▽

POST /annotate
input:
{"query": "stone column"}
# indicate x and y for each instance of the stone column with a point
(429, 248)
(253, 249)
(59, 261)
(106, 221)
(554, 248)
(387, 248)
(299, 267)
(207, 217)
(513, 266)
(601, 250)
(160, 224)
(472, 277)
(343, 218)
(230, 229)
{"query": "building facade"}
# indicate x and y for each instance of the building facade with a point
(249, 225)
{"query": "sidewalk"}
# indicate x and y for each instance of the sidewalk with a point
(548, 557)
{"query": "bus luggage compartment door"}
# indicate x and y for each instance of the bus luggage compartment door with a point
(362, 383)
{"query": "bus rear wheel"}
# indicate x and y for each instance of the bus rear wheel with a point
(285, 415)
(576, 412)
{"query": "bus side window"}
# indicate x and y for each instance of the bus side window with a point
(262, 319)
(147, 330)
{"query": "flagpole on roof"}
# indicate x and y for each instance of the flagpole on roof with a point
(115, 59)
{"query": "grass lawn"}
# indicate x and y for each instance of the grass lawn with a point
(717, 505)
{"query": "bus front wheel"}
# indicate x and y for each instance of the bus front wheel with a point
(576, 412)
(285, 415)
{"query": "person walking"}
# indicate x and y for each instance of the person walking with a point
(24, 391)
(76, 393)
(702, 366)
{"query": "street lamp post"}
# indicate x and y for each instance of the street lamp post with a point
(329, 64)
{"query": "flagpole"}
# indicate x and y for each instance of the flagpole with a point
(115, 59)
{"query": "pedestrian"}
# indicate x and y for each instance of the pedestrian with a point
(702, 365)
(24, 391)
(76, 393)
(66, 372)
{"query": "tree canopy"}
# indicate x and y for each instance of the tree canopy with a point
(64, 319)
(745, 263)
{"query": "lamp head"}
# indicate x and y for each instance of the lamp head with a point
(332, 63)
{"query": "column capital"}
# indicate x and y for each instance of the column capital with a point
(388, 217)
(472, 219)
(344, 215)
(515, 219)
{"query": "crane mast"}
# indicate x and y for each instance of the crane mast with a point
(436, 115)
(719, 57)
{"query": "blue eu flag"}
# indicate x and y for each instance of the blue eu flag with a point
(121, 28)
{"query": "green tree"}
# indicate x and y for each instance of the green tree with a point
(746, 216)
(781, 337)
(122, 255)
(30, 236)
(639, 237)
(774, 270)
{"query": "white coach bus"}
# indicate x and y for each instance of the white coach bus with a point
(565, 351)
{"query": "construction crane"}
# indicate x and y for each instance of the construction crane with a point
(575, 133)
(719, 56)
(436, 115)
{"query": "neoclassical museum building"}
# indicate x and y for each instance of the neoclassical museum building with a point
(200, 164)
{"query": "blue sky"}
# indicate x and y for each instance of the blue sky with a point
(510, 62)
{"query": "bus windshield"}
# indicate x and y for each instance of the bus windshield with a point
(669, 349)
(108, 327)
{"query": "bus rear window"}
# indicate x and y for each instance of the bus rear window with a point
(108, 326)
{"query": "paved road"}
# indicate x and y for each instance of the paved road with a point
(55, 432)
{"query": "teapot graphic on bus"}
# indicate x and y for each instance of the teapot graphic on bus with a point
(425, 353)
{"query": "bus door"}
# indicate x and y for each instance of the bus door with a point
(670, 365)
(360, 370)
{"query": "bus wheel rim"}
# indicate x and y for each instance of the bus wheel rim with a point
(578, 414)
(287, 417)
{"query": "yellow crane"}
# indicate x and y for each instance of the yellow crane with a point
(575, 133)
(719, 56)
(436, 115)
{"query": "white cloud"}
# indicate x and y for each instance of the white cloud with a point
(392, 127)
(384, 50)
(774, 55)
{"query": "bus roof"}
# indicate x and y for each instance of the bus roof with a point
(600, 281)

△

Restate the whole listing exactly.

### Solution to this task
POST /annotate
input:
{"query": "stone column"}
# indicate x and y for each instance of the stone column with a point
(429, 248)
(253, 249)
(59, 261)
(106, 221)
(554, 248)
(387, 248)
(299, 267)
(207, 217)
(513, 266)
(601, 250)
(160, 224)
(472, 277)
(343, 218)
(230, 229)
{"query": "building facade"}
# indicate x and y for each instance of the building facade with a point
(249, 225)
{"query": "sidewalk"}
# indicate x and y for each instance of the sidewalk with a point
(548, 557)
{"query": "bus luggage compartment door"}
# indicate x and y for each instance of the bus luggage compartment door with a point
(362, 383)
{"query": "bus rear wheel"}
# indicate x and y for each instance of the bus rear wheel with a point
(285, 415)
(576, 412)
{"query": "bus side window"}
# indicate x and y for each instance of the bus side window with a point
(262, 319)
(147, 330)
{"query": "flagpole on roof"}
# indicate x and y for each instance of the flagpole on roof with a point
(115, 59)
{"query": "grass lawn"}
# indicate x and y for each instance of the grass lawn with a point
(717, 505)
{"query": "bus front wheel"}
# indicate x and y for each instance of the bus front wheel with a point
(576, 412)
(285, 415)
{"query": "person walking"}
# indicate x and y for each instance of the person walking with a point
(24, 391)
(76, 393)
(702, 366)
{"query": "street lamp post"}
# indicate x and y for each instance of the street lamp post with a point
(329, 64)
{"query": "flagpole"}
# indicate x and y for each instance of the flagpole with a point
(115, 59)
{"query": "pedestrian"}
# indicate x and y for each instance of the pedestrian with a point
(702, 365)
(24, 391)
(76, 393)
(66, 372)
{"query": "tree canopy"}
# indicate x and y for each instance of the tree canopy with a point
(64, 319)
(745, 263)
{"query": "lamp head"}
# indicate x and y for each instance of the lamp head with a point
(332, 63)
{"query": "column capital"}
# indicate x and y for each instance of the column capital with a point
(388, 217)
(472, 219)
(344, 215)
(515, 219)
{"query": "crane mast"}
# indicate x and y for each instance of the crane mast with a point
(436, 115)
(719, 57)
{"query": "blue eu flag"}
# indicate x and y for each instance of the blue eu flag with a point
(121, 28)
{"query": "green tree"}
# indicate x and y for each instance of the green tree with a point
(746, 216)
(781, 337)
(122, 255)
(30, 236)
(639, 237)
(774, 270)
{"query": "white coach bus"}
# indicate x and y for each instance of the white coach bus with a point
(565, 351)
{"query": "construction crane"}
# indicate x and y for each instance of the construction crane with a point
(575, 133)
(719, 56)
(436, 115)
{"query": "neoclassical museum building"}
# indicate x and y for each instance of the neoclassical museum building with a point
(200, 164)
{"query": "blue sky"}
# indicate x and y for each instance of the blue sky with a point
(510, 62)
{"query": "bus windshield"}
# indicate x and y for each instance of the bus windshield with a point
(669, 349)
(108, 327)
{"query": "bus rear window"}
# indicate x and y for each instance of the bus rear window with a point
(108, 326)
{"query": "paved road"}
# indicate x and y for each instance of the paved road with a point
(55, 432)
{"query": "teapot graphic on bus"}
# indicate x and y for each instance of the teapot graphic on bus with a point
(425, 353)
{"query": "bus door"}
# indicate x and y for each instance of the bus door with a point
(670, 365)
(360, 370)
{"query": "bus wheel rim"}
# indicate x and y for each instance of the bus wheel rim with a point
(578, 414)
(287, 417)
{"query": "yellow crane"}
# indicate x and y for each instance of the yellow crane with a point
(575, 133)
(719, 56)
(436, 115)
{"query": "white cloud"}
# indicate x and y for each instance of the white cloud with a point
(392, 127)
(384, 50)
(774, 55)
{"query": "bus roof"}
# indicate x and y for each instance of the bus roof with a point
(600, 281)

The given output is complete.